***** DATA *****
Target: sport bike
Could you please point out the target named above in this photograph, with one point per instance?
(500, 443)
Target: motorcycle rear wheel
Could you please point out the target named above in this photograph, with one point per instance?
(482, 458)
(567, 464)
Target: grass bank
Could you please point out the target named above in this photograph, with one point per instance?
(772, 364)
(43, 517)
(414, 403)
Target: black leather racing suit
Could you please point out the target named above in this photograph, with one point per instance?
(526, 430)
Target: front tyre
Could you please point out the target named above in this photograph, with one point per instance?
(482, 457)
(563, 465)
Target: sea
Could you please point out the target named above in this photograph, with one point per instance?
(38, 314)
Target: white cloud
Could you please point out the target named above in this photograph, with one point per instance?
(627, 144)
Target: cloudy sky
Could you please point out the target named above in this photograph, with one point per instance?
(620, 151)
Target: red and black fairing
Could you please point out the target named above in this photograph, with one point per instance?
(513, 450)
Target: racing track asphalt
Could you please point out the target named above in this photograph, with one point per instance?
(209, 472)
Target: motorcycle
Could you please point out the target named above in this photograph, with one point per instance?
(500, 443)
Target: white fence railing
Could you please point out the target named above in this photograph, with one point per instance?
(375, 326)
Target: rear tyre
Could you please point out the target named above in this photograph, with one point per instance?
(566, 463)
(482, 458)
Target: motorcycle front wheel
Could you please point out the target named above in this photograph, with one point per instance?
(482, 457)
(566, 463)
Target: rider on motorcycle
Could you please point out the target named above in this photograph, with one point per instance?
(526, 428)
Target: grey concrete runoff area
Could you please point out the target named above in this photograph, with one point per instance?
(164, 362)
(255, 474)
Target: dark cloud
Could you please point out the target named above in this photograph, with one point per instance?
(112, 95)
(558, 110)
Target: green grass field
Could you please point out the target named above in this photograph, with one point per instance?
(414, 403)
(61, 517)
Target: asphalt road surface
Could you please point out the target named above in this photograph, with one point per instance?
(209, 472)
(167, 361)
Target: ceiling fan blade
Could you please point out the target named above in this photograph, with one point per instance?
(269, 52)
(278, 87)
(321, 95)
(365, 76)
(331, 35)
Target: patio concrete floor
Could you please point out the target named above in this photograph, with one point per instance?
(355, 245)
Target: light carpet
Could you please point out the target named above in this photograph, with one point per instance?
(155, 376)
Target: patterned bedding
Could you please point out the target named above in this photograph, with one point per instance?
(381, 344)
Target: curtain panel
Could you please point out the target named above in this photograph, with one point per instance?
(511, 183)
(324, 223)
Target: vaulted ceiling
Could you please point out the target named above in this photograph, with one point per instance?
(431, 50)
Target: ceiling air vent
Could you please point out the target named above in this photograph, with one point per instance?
*****
* DO THIS *
Copy, character for character, the lines from the line that holds "Target: rear tyre" through the final line of the records above.

* REPLY TO THE EXERCISE *
Target: rear tyre
Could you please point out the target named above in this photograph, with one point per instance?
(566, 463)
(482, 458)
Target: motorcycle front wheel
Could you please point out the target named above in this photograph, with one point per instance?
(482, 457)
(566, 463)
Target: rider on motorcycle
Could you please point out the target named above in this photograph, with one point per instance?
(526, 428)
Target: grey concrete runoff area
Could you please point out the target named above in this photograph, with one point per instance?
(164, 362)
(255, 474)
Target: dark cloud
Could you please point out the target named above in this photograph, with one point per instance?
(112, 95)
(558, 110)
Target: green grass field
Could you please point out the target named above in this photograph, with one point per instance?
(414, 403)
(61, 517)
Target: asphalt road surface
Could you please point out the target named above in this photograph, with one point per instance?
(209, 472)
(167, 361)
Target: ceiling fan blade
Could you please point out the target named above in this photograph, with one point per instance?
(269, 52)
(278, 87)
(321, 95)
(365, 76)
(331, 35)
Target: patio concrete floor
Could you please point out the target named above in this photograph, with one point per instance?
(355, 245)
Target: light carpet
Could you please point out the target named above in this photograph, with one point per instance?
(155, 376)
Target: patterned bedding
Could you please point out the target named above in this photograph, with one point per instance?
(381, 344)
Target: curtain panel
Could you please point out the target named above in this photograph, with one point per instance?
(511, 183)
(324, 223)
Target: vaulted ceiling
Could you please point out the target named above in this photograph, with one point per instance?
(431, 50)
Target: ceiling air vent
Could you please point out the target named above in this photograph, with one point per instance?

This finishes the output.